■ Problema 1
Diga se cada afirmação a seguir está de acordo com a reportagem sobre a rádio Latina Sat e responda sim ou não, citando literalmente as palavras do texto que decidem a questão. (a) A rádio Latina Sat foi fundada por 12 bolivianos. (b) O prédio onde ficava a antena da emissora fica na rua Celso Garcia, na Zona Sul. (c) A programação da rádio é transmitida apenas em castelhano.

■ Trecho da página

22/03/2004
Num raio de aproximadamente
seis quilômetros na capital paulista - da Penha à Frequesia do Ó e do
Ipiranga à Barra Funda - vivem cerca de 400 mil latino americanos, que
migraram da Bolívia, Peru, Paraguai e Chile nos últimos anos em busca de
trabalho e melhores condições de vida. Estima-se que mais da metade deles ainda
seja clandestina, ou seja, não possui permissão para residir legalmente no
Brasil. Uma parcela da população maior que muitas cidades do interior paulista e
que praticamente inexiste na grande mídia. Há um ano e quatro meses,
12 bolivianos se uniram para fundar uma rádio comunitária, a Latina Sat, e
abastecer essa população com notícias e serviços que não encontravam em lugar
algum. O transmissor, de baixa potência, não atingia tamanha quantidade de
imigrantes, mas ainda assim era a única fonte de informação para a grande
maioria dos latino americanos que vivem e trabalham em São Paulo. Apesar disso,
a rádio é considerada ilegal por não ter a permissão de funcionamento do
Ministério das Comunicações.
Foi alegando esse fato que dois agentes da Agência
Nacional de Telecomunicações (ANATEL) invadiram o prédio onde ficava a antena da
emissora, na rua Celso Garcia, Zona Leste, e lacraram seu transmissor, na
quarta-feira passada, dia 17. “Eles estavam funcionando sem autorização. Agora
devem mandar uma carta explicando as razões de a rádio usar ilegalmente o dial
de São Paulo”, disse um dos agentes.
Recolocar a emissora no ar promete não ser tarefa
das mais simples – sob ameaça de cadeia para quem o fizer. Mas o uso “ilegal” do
dial paulistano é facilmente justificável. Primeiro pela função social que
ela cumpre e, segundo, pela dificuldade de se legalizar uma rádio comunitária
atualmente em São Paulo.
Diversidade na
programação
Com programação transmitida em castelhano e também
em quéchua e aymará (idiomas falados nos pequenos municípios dos altiplanos da
Bolívia e do Peru, de onde vem a maioria dos imigrantes), a rádio leva ao ar
programas sobre saúde, cultura, educação e lazer. “Temos ainda o noticiário
sobre os nossos países e prestação de serviços à comunidade”, diz Franklin
Castro, locutor da rádio que, entre idas e vindas está há 15 anos no Brasil.
Ele se refere, por exemplo, à possibilidade de os
imigrantes reencontrarem seus familiares. “A primeira coisa que eles fazem ao
chegar é procurar a rádio para dizer que estão no Brasil. Daí sim conseguem
reencontrar os parentes”, completa o boliviano Francisco Rondo, também locutor.

■ Problema 2
Reproduza a listagem abaixo por inteiro, linha por linha e sem omitir as consultas, aumentando em 10 cada número das coordenadas dadas como resposta. Deixe as imagens de fora.

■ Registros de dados
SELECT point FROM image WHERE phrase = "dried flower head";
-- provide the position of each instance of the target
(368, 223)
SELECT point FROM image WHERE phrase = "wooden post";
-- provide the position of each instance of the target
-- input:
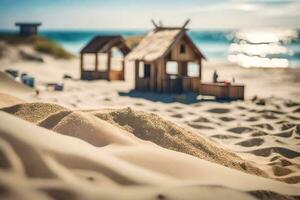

■ Resultado da tarefa 1
(a) Sim: "12 bolivianos se uniram para fundar uma rádio comunitária, a Latina Sat".
(b) Não: "na rua Celso Garcia, Zona Leste".
(c) Não: "Com programação transmitida em castelhano e também em quéchua e aymará".

■ Resultado da tarefa 2
SELECT point FROM image WHERE phrase = "dried flower head";
-- provide the position of each instance of the target
(378, 233)
SELECT point FROM image WHERE phrase = "wooden post";
-- provide the position of each instance of the target
-- input:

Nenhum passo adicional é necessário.